Exercise prompt - Which rows below contain the string "instance"? Pick out each of those rows and copy it in full, treating uppercase and lowercase as different.

##### Dataset records #####

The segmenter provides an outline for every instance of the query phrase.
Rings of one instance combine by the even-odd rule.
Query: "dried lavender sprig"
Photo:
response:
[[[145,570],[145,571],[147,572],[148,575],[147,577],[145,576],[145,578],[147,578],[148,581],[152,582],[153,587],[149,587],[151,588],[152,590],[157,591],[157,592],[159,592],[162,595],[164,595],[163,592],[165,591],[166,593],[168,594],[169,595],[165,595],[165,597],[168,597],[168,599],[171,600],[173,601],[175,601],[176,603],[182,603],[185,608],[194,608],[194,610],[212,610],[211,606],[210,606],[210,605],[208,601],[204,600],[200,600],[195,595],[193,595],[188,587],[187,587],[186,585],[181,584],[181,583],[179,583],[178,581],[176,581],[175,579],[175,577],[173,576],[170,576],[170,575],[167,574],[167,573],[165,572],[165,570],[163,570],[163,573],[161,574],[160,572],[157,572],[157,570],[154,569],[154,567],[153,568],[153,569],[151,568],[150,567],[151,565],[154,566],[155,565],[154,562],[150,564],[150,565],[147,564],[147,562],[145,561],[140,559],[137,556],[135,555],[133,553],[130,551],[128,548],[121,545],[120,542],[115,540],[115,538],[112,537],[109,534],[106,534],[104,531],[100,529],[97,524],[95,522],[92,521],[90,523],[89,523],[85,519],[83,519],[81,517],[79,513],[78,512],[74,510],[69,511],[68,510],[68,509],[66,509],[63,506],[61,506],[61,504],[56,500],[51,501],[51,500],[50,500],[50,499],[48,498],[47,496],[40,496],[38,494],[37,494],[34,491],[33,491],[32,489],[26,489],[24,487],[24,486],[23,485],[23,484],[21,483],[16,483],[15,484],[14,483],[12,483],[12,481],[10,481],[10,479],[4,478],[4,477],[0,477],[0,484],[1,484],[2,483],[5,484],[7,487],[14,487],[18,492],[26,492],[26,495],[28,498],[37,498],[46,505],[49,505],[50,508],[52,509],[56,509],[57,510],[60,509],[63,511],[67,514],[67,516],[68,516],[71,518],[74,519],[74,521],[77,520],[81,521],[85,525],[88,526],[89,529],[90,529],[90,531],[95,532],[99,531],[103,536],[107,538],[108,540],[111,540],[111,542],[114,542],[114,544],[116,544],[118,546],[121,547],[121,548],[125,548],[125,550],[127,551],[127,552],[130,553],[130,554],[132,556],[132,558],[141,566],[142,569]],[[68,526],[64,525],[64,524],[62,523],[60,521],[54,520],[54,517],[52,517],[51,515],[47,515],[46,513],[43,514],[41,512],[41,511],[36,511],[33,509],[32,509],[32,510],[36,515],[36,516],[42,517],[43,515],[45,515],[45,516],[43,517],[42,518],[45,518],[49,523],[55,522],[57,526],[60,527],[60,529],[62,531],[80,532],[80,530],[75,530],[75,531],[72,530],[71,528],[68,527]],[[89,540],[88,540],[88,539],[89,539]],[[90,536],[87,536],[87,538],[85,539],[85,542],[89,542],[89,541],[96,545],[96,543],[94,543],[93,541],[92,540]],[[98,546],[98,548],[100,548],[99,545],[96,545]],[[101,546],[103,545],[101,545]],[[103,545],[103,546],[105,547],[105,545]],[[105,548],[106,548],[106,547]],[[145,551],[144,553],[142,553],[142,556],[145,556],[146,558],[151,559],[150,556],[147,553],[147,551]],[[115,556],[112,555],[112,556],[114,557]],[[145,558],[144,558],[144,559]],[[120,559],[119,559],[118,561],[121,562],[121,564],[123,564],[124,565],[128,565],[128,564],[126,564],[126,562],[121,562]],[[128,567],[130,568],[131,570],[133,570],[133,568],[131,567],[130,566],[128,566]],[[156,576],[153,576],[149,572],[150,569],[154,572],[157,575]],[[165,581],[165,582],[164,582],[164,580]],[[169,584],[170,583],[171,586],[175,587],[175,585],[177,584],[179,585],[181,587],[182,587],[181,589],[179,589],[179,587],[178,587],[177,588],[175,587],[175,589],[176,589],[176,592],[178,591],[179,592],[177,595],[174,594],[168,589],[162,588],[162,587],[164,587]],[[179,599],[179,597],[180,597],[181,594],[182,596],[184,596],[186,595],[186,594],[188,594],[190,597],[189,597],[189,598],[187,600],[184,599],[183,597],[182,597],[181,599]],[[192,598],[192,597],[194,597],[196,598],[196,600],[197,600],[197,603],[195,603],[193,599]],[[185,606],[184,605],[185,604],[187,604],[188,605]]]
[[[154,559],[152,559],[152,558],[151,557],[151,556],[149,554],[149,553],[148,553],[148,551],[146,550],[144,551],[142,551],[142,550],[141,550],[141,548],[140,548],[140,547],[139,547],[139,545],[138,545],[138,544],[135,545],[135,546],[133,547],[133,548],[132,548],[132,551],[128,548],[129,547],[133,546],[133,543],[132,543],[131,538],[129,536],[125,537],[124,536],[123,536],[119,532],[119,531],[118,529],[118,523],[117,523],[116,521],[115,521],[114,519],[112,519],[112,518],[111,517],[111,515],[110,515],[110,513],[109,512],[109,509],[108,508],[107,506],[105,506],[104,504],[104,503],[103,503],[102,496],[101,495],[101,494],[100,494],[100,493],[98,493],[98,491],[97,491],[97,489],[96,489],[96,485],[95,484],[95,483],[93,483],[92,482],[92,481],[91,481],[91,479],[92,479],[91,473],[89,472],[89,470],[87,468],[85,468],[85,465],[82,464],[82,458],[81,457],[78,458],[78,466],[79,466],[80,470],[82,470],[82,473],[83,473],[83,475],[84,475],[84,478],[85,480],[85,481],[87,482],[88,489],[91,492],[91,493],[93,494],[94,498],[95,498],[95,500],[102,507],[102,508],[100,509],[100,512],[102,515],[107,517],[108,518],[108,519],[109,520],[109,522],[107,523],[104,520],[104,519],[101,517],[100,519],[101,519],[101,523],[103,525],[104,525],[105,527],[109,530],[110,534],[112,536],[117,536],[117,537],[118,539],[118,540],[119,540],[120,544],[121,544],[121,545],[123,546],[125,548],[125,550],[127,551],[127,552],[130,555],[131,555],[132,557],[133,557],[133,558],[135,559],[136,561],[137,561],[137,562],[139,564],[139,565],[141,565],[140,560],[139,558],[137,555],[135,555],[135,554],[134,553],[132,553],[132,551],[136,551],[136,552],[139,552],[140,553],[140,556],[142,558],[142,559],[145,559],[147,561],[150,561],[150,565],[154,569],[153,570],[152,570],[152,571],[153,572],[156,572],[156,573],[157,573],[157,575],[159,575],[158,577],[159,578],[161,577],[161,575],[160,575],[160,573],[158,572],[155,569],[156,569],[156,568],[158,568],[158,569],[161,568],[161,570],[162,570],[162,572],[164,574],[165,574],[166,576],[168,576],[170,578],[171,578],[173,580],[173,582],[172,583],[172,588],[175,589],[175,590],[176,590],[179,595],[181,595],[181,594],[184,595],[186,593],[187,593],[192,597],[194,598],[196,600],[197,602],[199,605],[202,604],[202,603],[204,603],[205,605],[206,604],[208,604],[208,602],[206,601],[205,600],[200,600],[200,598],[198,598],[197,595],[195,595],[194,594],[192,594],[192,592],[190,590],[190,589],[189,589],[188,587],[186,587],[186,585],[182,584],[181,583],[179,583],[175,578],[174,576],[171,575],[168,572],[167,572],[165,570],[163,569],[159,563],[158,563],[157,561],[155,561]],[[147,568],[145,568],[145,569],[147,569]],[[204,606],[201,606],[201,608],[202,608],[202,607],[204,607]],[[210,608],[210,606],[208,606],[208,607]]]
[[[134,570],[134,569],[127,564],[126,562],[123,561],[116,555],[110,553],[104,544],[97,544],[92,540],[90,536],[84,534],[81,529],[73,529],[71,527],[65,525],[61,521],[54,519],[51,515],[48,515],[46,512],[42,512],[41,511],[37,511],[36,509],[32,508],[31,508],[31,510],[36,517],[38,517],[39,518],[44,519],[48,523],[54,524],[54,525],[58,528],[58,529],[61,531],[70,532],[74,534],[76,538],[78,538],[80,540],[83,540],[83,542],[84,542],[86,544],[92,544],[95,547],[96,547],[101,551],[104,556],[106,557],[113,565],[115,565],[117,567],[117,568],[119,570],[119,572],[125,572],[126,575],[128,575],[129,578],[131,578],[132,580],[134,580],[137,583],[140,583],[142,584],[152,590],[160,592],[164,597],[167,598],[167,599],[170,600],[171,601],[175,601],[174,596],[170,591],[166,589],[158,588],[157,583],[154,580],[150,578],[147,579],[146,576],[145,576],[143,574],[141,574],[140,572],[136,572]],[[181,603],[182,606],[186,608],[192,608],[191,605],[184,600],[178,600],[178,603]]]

#####

Exercise solution -
The segmenter provides an outline for every instance of the query phrase.
Rings of one instance combine by the even-odd rule.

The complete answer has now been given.